---- DATA SUPPLIED

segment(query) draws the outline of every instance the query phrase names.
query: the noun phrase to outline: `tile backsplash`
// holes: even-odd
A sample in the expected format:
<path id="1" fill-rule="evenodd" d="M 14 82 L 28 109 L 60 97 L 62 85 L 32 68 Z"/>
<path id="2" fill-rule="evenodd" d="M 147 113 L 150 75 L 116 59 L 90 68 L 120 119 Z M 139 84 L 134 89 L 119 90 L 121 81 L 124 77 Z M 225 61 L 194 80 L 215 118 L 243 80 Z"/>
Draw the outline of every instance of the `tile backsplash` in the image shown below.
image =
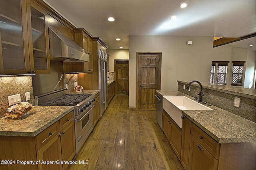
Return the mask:
<path id="1" fill-rule="evenodd" d="M 32 77 L 17 76 L 0 77 L 0 117 L 3 117 L 9 107 L 8 96 L 20 94 L 22 102 L 26 101 L 25 93 L 30 92 L 30 100 L 27 102 L 34 105 Z"/>
<path id="2" fill-rule="evenodd" d="M 64 82 L 65 84 L 68 84 L 68 93 L 70 93 L 74 91 L 74 83 L 78 82 L 78 74 L 64 74 Z M 78 85 L 79 83 L 78 83 Z"/>

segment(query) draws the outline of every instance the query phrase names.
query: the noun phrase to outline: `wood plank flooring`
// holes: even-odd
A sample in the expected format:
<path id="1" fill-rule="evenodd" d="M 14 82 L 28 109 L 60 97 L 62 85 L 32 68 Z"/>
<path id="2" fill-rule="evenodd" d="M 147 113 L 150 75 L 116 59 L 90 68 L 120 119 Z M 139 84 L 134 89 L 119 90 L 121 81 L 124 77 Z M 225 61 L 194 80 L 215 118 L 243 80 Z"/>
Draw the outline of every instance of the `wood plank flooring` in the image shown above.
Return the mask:
<path id="1" fill-rule="evenodd" d="M 70 170 L 184 170 L 156 122 L 154 111 L 129 111 L 115 96 Z M 79 160 L 88 161 L 79 164 Z"/>

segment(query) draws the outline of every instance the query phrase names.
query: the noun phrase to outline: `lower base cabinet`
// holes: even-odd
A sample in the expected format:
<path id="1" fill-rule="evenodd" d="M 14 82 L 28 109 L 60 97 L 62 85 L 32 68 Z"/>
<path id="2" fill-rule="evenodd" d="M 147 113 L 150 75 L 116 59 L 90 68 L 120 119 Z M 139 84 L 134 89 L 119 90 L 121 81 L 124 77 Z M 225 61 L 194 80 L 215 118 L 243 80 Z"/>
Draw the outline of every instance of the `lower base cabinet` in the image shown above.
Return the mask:
<path id="1" fill-rule="evenodd" d="M 190 135 L 189 169 L 215 170 L 218 160 L 216 159 L 199 142 Z"/>
<path id="2" fill-rule="evenodd" d="M 184 116 L 182 129 L 163 110 L 162 130 L 185 170 L 256 169 L 256 142 L 219 143 Z"/>
<path id="3" fill-rule="evenodd" d="M 15 161 L 0 164 L 0 169 L 65 170 L 68 164 L 47 165 L 46 161 L 72 160 L 76 154 L 74 133 L 72 111 L 35 137 L 0 136 L 0 159 Z M 18 160 L 34 164 L 24 165 Z M 40 162 L 36 164 L 37 161 Z"/>
<path id="4" fill-rule="evenodd" d="M 164 110 L 163 112 L 162 128 L 171 146 L 179 160 L 180 160 L 182 130 Z"/>

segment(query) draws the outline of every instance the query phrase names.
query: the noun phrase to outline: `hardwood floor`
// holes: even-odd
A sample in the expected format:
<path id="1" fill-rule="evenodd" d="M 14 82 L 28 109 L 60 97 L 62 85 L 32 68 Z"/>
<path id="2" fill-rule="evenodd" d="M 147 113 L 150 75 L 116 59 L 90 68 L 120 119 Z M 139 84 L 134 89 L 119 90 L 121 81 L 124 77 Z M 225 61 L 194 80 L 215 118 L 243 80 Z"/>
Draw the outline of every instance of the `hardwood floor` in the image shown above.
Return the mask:
<path id="1" fill-rule="evenodd" d="M 70 170 L 184 170 L 156 120 L 154 111 L 130 111 L 115 96 Z M 88 164 L 79 164 L 79 160 Z"/>

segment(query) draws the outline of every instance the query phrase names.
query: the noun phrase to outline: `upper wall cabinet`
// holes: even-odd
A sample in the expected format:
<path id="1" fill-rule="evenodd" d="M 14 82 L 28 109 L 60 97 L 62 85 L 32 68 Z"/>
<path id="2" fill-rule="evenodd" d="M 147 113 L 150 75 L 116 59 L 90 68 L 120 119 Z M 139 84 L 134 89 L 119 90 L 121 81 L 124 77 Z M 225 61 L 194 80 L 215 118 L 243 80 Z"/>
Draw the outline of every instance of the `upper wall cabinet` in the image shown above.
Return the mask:
<path id="1" fill-rule="evenodd" d="M 50 72 L 47 13 L 33 2 L 27 3 L 28 44 L 30 71 Z"/>
<path id="2" fill-rule="evenodd" d="M 26 0 L 0 1 L 0 74 L 30 70 Z"/>
<path id="3" fill-rule="evenodd" d="M 0 74 L 50 73 L 47 16 L 32 1 L 0 1 Z"/>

--------

> _REQUIREMENT_
Collect every line of the material above that contains the string "wall". Case counts.

> _FINAL RESULT_
query: the noun phrase to outline: `upper wall cabinet`
Draw the outline of every instance of the `upper wall cabinet` in the image shown above.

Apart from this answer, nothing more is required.